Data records
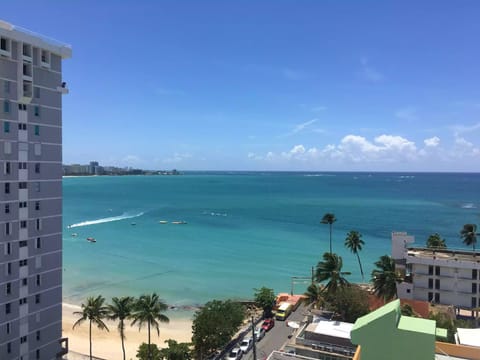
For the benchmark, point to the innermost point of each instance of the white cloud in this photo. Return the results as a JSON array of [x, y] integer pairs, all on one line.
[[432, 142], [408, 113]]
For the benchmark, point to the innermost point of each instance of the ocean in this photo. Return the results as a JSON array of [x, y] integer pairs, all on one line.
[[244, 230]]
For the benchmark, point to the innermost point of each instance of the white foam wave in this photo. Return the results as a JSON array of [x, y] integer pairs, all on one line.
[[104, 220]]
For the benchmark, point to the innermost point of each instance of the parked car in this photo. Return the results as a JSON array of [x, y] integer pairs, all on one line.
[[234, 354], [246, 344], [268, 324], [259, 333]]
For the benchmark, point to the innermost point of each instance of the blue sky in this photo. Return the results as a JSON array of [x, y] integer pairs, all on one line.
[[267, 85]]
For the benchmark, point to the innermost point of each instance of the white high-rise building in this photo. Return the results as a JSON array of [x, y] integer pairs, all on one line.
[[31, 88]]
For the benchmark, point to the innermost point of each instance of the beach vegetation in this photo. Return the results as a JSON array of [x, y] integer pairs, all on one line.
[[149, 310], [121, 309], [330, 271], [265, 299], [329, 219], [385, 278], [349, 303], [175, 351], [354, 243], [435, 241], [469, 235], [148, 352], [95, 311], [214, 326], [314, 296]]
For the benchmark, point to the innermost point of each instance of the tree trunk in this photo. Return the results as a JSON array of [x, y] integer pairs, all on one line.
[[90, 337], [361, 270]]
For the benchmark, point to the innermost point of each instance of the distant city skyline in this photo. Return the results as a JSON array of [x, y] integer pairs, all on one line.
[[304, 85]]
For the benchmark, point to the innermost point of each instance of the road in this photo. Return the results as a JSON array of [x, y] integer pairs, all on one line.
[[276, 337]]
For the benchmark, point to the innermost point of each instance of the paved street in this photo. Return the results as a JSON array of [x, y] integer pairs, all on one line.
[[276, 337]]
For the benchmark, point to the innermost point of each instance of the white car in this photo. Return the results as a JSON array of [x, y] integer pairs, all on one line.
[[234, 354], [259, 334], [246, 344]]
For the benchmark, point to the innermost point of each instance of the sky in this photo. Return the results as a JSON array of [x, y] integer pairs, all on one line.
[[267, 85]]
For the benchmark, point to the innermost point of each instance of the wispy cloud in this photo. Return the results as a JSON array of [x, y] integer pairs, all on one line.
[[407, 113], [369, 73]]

...

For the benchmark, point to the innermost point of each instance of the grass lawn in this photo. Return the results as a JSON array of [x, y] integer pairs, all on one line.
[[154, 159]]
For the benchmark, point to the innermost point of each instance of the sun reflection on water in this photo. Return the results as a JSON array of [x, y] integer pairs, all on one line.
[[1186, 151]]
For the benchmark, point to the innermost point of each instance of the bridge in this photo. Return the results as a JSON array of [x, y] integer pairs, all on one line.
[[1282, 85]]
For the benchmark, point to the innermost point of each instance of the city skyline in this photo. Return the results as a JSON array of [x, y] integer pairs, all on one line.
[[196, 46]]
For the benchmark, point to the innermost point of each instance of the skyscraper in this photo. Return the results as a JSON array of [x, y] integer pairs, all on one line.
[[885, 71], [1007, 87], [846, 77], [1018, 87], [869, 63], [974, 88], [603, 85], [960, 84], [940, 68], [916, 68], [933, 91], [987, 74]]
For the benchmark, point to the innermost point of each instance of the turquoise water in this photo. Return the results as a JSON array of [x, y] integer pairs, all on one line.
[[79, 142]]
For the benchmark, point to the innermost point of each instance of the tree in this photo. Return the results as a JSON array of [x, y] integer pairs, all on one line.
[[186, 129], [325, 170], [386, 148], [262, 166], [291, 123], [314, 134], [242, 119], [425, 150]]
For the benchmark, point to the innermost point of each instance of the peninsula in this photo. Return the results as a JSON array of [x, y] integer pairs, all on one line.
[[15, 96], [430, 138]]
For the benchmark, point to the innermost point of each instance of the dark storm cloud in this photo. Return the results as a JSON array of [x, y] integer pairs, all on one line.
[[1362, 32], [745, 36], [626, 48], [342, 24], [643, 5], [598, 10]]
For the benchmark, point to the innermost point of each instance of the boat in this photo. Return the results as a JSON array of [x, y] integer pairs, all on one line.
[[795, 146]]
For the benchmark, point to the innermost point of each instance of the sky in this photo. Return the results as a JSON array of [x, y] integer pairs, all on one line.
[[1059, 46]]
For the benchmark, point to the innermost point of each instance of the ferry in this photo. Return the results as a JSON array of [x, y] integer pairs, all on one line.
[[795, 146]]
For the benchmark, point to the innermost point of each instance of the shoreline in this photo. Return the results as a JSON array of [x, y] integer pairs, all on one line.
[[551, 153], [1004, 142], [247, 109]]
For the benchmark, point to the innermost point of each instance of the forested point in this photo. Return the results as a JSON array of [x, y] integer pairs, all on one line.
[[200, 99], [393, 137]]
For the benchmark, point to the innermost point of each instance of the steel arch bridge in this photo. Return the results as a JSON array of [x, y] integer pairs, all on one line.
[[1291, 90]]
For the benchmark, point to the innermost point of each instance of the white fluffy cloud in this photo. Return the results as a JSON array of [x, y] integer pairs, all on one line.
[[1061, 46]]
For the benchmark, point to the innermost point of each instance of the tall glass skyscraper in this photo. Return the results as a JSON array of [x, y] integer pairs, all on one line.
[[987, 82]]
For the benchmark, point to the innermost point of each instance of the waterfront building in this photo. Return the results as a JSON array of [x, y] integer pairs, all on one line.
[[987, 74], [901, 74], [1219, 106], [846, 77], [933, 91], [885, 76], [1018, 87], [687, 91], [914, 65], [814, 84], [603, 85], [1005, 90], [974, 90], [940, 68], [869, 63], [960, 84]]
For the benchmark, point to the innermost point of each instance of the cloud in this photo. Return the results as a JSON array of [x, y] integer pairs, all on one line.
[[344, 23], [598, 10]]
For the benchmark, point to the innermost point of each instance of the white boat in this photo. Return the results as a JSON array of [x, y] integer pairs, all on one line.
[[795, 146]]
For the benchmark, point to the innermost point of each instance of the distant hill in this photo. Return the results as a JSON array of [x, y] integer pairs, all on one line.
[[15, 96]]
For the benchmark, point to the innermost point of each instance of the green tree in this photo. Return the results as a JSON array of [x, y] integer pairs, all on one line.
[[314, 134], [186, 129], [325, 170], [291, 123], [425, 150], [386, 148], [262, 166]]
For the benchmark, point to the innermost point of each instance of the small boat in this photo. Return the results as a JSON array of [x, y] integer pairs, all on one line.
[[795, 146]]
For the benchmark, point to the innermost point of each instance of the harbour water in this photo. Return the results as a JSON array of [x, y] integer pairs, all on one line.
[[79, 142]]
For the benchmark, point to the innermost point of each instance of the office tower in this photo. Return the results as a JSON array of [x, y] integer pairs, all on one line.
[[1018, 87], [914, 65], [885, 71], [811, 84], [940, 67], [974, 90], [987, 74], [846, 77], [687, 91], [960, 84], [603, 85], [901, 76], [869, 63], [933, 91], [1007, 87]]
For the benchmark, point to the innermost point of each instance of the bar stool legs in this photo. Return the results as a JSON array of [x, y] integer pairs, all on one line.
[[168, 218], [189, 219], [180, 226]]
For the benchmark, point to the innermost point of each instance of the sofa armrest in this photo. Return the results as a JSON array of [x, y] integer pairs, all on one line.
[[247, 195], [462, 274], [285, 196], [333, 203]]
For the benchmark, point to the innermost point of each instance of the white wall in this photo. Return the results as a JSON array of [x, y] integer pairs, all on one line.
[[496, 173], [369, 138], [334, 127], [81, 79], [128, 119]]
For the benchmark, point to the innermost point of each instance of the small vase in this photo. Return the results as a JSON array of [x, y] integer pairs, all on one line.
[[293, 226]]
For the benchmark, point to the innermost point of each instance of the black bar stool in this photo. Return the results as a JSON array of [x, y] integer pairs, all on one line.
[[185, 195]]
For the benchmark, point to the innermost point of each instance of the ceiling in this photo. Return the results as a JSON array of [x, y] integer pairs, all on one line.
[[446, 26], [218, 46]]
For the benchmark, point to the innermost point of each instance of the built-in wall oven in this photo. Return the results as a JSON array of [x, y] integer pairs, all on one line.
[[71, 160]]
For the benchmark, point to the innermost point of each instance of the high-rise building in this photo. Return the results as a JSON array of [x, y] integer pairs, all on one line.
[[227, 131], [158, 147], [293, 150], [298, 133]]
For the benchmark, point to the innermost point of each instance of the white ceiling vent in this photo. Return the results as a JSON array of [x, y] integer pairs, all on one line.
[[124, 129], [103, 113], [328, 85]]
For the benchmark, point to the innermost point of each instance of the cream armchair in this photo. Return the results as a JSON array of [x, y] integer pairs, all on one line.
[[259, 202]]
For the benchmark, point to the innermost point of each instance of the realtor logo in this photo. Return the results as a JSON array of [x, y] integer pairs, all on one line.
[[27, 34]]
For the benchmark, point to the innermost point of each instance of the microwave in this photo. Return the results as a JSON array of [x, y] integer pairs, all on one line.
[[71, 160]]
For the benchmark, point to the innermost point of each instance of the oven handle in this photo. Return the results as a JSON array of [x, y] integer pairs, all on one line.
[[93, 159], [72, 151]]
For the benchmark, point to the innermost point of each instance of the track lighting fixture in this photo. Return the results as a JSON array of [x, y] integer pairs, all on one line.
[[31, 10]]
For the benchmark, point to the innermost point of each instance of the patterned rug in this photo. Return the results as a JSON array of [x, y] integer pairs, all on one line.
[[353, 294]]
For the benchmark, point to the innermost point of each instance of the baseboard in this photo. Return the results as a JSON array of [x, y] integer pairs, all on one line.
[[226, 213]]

### Direction:
Output the material, starting with the line containing "of the peninsula" and continuing through the line containing "[[1291, 90]]", as a two-column CSV with the columns input and output and one row per input–output pair. Place each value in a single quoted field, and replace its line breaks with spaces.

### Finished answer:
input,output
"For the benchmark, point to the innermost point of each instance of the peninsula in this photo. Return the results as a JSON array of [x, y] integer pairs, all on one line.","[[15, 96], [430, 138]]"
"For the benchmark, point to the innermost point of each instance of the dark storm cloud in this photo. Return the results as a JSON array of [x, y] integer pairs, all on one line.","[[1362, 32], [745, 36], [626, 48], [342, 24], [643, 5], [598, 10]]"
"For the benchmark, point to the innermost point of each instance of the boat in this photo. Return the results as a JSON array of [x, y] integer pairs, all on one line.","[[795, 146]]"
"For the benchmark, point to the innermost point of each instance of the sky in this photo. Return the results as a JSON array of [x, y] integer pairs, all on one line.","[[1059, 46]]"
"For the benchmark, point to the innermost point of each instance of the ferry in this photo. Return the results as a JSON array of [x, y] integer pairs, all on one line.","[[795, 146]]"
"For the benchmark, point to the innermost point of each instance of the shoreline in this photo. Return the results as a JSON array of [x, y] integer pairs, all on one line.","[[551, 153], [1004, 142], [247, 109]]"
"For the benchmark, point to the innermost point of each instance of the forested point in this photo. Return the results as a JSON array of [x, y] integer pairs, all on one line.","[[200, 99], [393, 137]]"
"For the benchmark, point to the innermost point of each instance of the steel arch bridge in this photo. Return the results as a JSON array of [x, y] integer pairs, all on one line.","[[1291, 90]]"